List of tasks:
- 1) Rewrite the paragraph of the family planning post that begins "Clearly, I don't have 5 under 5" as a short list that keeps its main facts.
- 2) Decide whether each statement agrees with the family planning post, and for each give yes or no along with the words of the post that settle it, quoted exactly. (a) The firstborn will be 2 and a half when Baby Henry arrives. (b) Jason and the writer know how many children they will have. (c) The blog was named during the pregnancy with Will.
- 3) Copy the family planning post word for word from "Jason and I" to "live it out?".

Document segment:
--------------------------------------------------
Family Planning


Fair Warning: I am about to get all kinds of Catholic up in here. And this is a post I have bitten my lip about SO many times in the past... not because I'm afraid of how people will react, but because this is not a "Catholic" blog. This is my creative space. While I deeply love my Catholic faith, and it absolutely shapes my whole life, I love having so many non-Catholic readers because it widens the conversation. I have had many enriching, uplifting exchanges with all kinds of beautiful people who come from all kinds of different backgrounds, and I want to keep it that way! 

So if you are not at all interested in Catholic biznass, just check back next week for more of my normal floaty "I love life" posts. lol. No hard feelings! I don't write this post out of preachiness or even self-righteousness... I just want to force myself to once and for all express my own thoughts on this topic that have kept popping up in the last 3 years and been quietly thought about and never publicly shared. 
Bear with me.

When I first named this blog way back when I was pregnant with Will, 
I was well-aware that my new title was also a token conservative Catholic catchphrase. One of those terms you let loose casually when meeting new Catholics to kind of, "test the waters". If you're talking to a "liberal" Catholic, you get a stepping back an inch reaction, with some stuttering and changing of topics. Or just brow-furrowing and confused looks. If you're talking to a "conservative" Catholic, you generally get some sort of veiled question as to why you don't have 5 under 5. At times, there seems to be a bit of an "all or nothing" stance taken by most Catholics when it comes to this very grey area... Either a Catholic dismisses it altogether and just decides "contracepting is what works for me!" or they take up their battle-axes and start shouting at everyone about what "grave reason" means.

Clearly, I don't have 5 under 5. Nor do I feel there is any call to do so for me. My firstborn will be 2 and a half when Baby Henry makes his appearance, and I am so excited they will be close, but the idea of a closer age gap than that is enough to give me a minor panic attack. I know myself well enough to know this would not be a pretty scenario. At least, not at this stage in my life. I may be a huge wimp, but there are some things that are very sacred to me and my relationships with my husband and children that I personally could not retain without some prayerful and prudent family planning. 

Jason and I talk a lot about the family God is calling us to have. Its a present and future thing. We love making babies and we love raising them. This is an exciting and awesome season in our lives. And we have NO clue how many or when God is going to call us to have. However, we approach it as something we have to consciously discern and say "yes" to each time. 

So here my blog has this "catchphrase" title and I am clearly not using it the way I am sure a lot of Catholics come on here thinking I will... just un-family-planning, basically, and approaching the whole thing like, "I signed up for this when I got married, now I just have to ride the track I stepped on". Maybe that is how God calls individual couples to approach it, but this is not how I understand the Church to say everyone must see it. Which begs the question, how do I see this phrase myself? How do I live it out?

"With regard to physical, economic, psychological and social conditions, responsible parenthood is exercised by those who prudently and generously decide to have more children, and by those who, for serious reasons and with due respect to moral precepts, decide not to have additional children for either a certain or an indefinite period of time."
--------------------------------------------------
Given information:
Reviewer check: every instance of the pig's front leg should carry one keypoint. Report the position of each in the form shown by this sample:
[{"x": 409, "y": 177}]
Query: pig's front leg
--------------------------------------------------
List of answers:
- 1)
- I don't have 5 under 5 and don't feel called to.
- My firstborn will be 2 and a half when Baby Henry arrives, and I'm excited they'll be close.
- A closer age gap would not be a pretty scenario for me, at least at this stage in my life.
- Some things sacred to my relationships with my husband and children need prayerful and prudent family planning.

- 2)
(a) Yes: "My firstborn will be 2 and a half when Baby Henry makes his appearance"
(b) No: "And we have NO clue how many or when God is going to call us to have."
(c) Yes: "When I first named this blog way back when I was pregnant with Will,"

- 3)
Jason and I talk a lot about the family God is calling us to have. Its a present and future thing. We love making babies and we love raising them. This is an exciting and awesome season in our lives. And we have NO clue how many or when God is going to call us to have. However, we approach it as something we have to consciously discern and say "yes" to each time. 

So here my blog has this "catchphrase" title and I am clearly not using it the way I am sure a lot of Catholics come on here thinking I will... just un-family-planning, basically, and approaching the whole thing like, "I signed up for this when I got married, now I just have to ride the track I stepped on". Maybe that is how God calls individual couples to approach it, but this is not how I understand the Church to say everyone must see it. Which begs the question, how do I see this phrase myself? How do I live it out?